Reading text:
GULLANE, SCOTLAND | Gavin Hastings, captain of the 1993 British Lions in New Zealand and a member at Muirfield, had been put in charge of a “Quiet Please” board on the second day of the Amateur championship. The board was a bit of a waste of time in that the place could not have been more eerily silent. In truth, the atmosphere over the qualifying days had more in common with university finals. Every player was intent on trying to win the championship and with it a place in the Open and next year’s Masters – the optimum way to begin the professional career.

Those competitors who were not on the course were on the practice range, with Ken Brown of Ryder Cup and TV commentary fame standing by for a few minutes before saying what was on his mind. “These lads aren’t amateurs – they’re professionals already,” he said. As he spoke, news was coming in of a French lad by name of Olivier Rozner who had just whipped round North Berwick, the second qualifying course, in 63.


Gone are the days when butchers, bakers and candlestick makers, along with the odd middle-aged lawyer and doctor, would give the Amateur a feel all its own. In 1998, when Sergio Garcia won the Amateur at Muirfield, the field included a handful of older players including the then 46-year-old John Harris, winner of the 1991 U.S. Amateur. This year, Phil Mickelson’s 32-year-old brother, Tim, coach at San Diego University, was one of the fathers of the field. A high percentage of the rest were into golf full-time, while those who were still at college seemed more interested in polishing their play than their prose.

Information shown:
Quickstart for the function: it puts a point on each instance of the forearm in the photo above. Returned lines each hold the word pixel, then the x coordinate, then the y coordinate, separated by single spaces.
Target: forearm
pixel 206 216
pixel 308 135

Task instructions: Print the portion of the Amateur championship article starting at "Those competitors who" and ending at "course, in 63.". The data have no connection to the Amateur championship article.

Result:
Those competitors who were not on the course were on the practice range, with Ken Brown of Ryder Cup and TV commentary fame standing by for a few minutes before saying what was on his mind. “These lads aren’t amateurs – they’re professionals already,” he said. As he spoke, news was coming in of a French lad by name of Olivier Rozner who had just whipped round North Berwick, the second qualifying course, in 63.